In the last decades of the twentieth century, scholarship and interest in genocides and other mass crimes multiplied, reflecting the shocking range of killings from East Timor to Rwanda to the former Yugoslavia. This collection of original essays addresses key issues and ongoing debates in the emerging interdisciplinary field of Genocide Studies. Gellately and Kiernan discuss the complexities of definitions distinguishing genocide under the UN Genocide Convention, with its high legal-intent threshold and exclusion of political groups, and terms such as ethnic cleansing, which often includes territorial expulsion, and mass crimes (the subject of Jacques Semelin's essay about the former Yugoslavia [1991–1999]). Why and how have so many civilians who are members of, or purported to be members of, specific groups been targeted for elimination from Asia and Africa to Europe and North America? Why and how some conflicts turn into mass murder is a recurrent theme in this collection.

Besides the editors' introduction and conclusion, the book is divided into four parts: "Genocide and Modernity" (Kiernan, Eric D. Weitz, Omer Bartov, and Marie Fleming); "Indigenous Peoples and Colonial Issues" (Elazar Barkan, Isabel V. Hull, and John G. Taylor); "The Era of the Two World Wars (Jay Winter, Nicolas Werth, Gellately, and Gavan McCormack); and "Genocide and Mass Murder [End Page 94] since 1945" (Edward Kissi, Robert Melson, Greg Grandin, and Semelin).

Certain essays focus on crimes in one country. Werth describes a murderous program of social engineering in "The Mechanism of a Mass Crime: The Great Terror in the Soviet Union 1937–38"; Gellately focuses on "The Third Reich, the Holocaust, and Visions of Serial Genocide"; and Barkan examines the conquest, abduction, and murder of indigenous peoples from the Americas to Australia in "Genocides of Indigenous Peoples: Rhetoric of Human Rights." In "Reflections on Modern Japanese History in the Context of the Concept of Genocide," McCormack asks whether Western demands (often unofficial) employed a double standard in demanding Japanese admission and apology for atrocities committed during World War II but excluding atrocities of major Western countries from accountability.

→ **Collected material**:
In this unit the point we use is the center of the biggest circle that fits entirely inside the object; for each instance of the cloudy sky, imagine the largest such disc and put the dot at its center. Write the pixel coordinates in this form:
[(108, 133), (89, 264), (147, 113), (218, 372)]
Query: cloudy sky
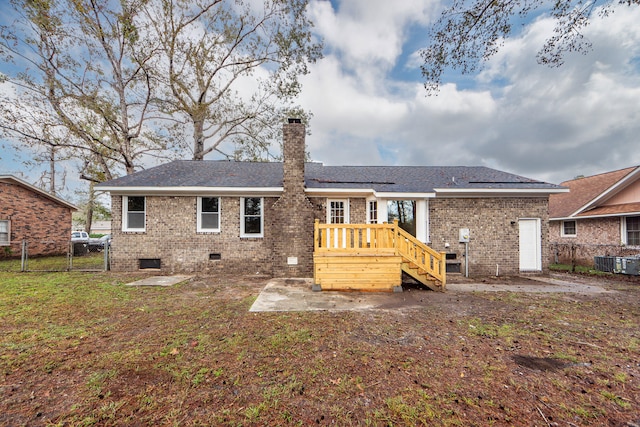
[(370, 107)]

→ **What to do**:
- 1) According to the book review, into how many parts is the collection divided, besides the editors' introduction and conclusion?
- 2) Reproduce everything in the book review from "Certain essays focus" down to "countries from accountability.".
The lines above come from a separate source, not from the book review.

→ **Final results**:
- 1) It is divided into four parts.

- 2)
Certain essays focus on crimes in one country. Werth describes a murderous program of social engineering in "The Mechanism of a Mass Crime: The Great Terror in the Soviet Union 1937–38"; Gellately focuses on "The Third Reich, the Holocaust, and Visions of Serial Genocide"; and Barkan examines the conquest, abduction, and murder of indigenous peoples from the Americas to Australia in "Genocides of Indigenous Peoples: Rhetoric of Human Rights." In "Reflections on Modern Japanese History in the Context of the Concept of Genocide," McCormack asks whether Western demands (often unofficial) employed a double standard in demanding Japanese admission and apology for atrocities committed during World War II but excluding atrocities of major Western countries from accountability.